▶ _EXERCISE SET_:
(a) Translate this sentence from the passage on green energy into Spanish: "The issue facing wind and solar is basic economics."
(b) Extend the passage on green energy past its final sentence, keeping its argument and tone.

Let’s looks at energy: what is “green” energy? A source that doesn’t use fossil fuels, right? No, because nuclear power plants are not “green." “Green New Deal” champions like Sen. Bernie Sanders, I-Vt., and Rep. Alexandria Ocasio-Cortez, D-N.Y., oppose nuclear power.

What about hydropower? Surely that’s “green." The Los Angeles Times reports that in California, hydropower near Yosemite National Park, which has “been churning out carbon-free electricity for nearly a century,” is somehow not counted as green.

Hydropower is responsible for between 5 and 15 percent of California’s energy, none of it's “green” because of dishonest lawmakers and the green lobby that pulls their marionette strings. They are pushing lawmakers to restrict what it means to be “green,” so only wind and solar, the industry’s favored companies, can benefit.

The issue facing wind and solar is basic economics. They often cost more than conventional energy sources, and in a free market economy, competition makes them cost prohibitive.

Enter the power of government and green energy lobbyists.

▶ _DATA SECTION_:
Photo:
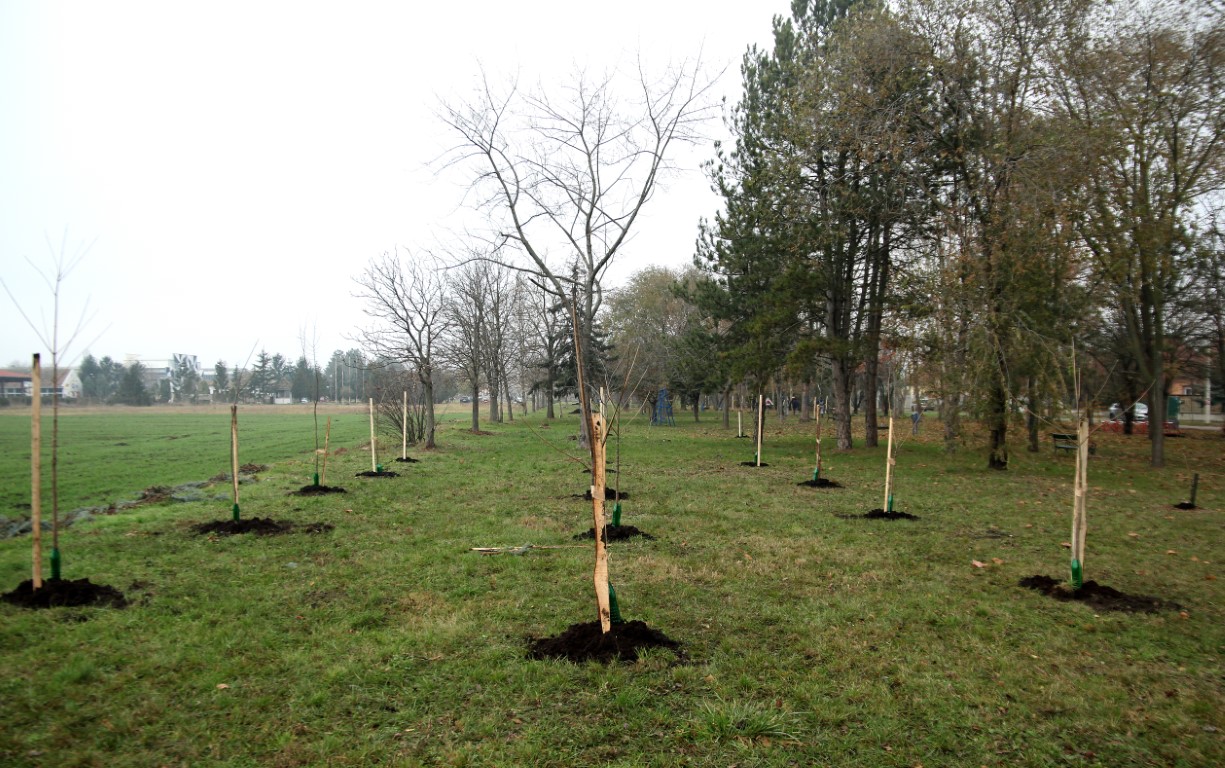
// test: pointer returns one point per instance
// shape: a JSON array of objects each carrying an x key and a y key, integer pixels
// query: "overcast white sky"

▶ _EXPECTED RESPONSES_:
(a) El problema que enfrentan la energía eólica y la solar es de economía básica.

(b)
Step one: get the state to pass “renewable energy mandates” which require a certain percentage of electricity production to be “green."

Step two: define “green” as only wind and solar.

Step three: despite the cost to the taxpayers, force utility companies to buy wind and solar.

Step four: make huge profits, hire more lobbyists, repeat steps one through four.

There is a consequence: skyrocketing electric bills for consumers to pay for the expensive “green” energy. A recent report from the University of Chicago found that these mandates are “inefficient in reducing carbon emissions,” but do hike electricity prices as much as 17 percent. Other experts say the costs could be even higher, and that mandates could even double electricity bills on families, but hey, that’s not the green energy companies’ problem. It’s the law!

You can see why hydropower isn’t considered “green,' that’s less money for wind and solar. The “green” energy companies that would otherwise struggle in the free market rake in cash, taxpayer cash, thanks to their friends in government.

Imagine California had a “vegetable mandate” that forced shoppers to buy a certain percentage of produce with every purchase. You can be sure the kale growers would lobby to get carrots disqualified. Less competition, more profit.

These government mandates do more than just raise prices. They also put more power in the hands of politicians as they define what it means to be “green."

I’m sure when California mandates veggie consumption the chocolate lobby will fight to get it classified as such. Forcing people to buy a product ensures a revenue stream.

Remember the ObamaCare individual mandate?

If you thought California’s green, insider, pay-to-play politics was bad, it’s getting worse.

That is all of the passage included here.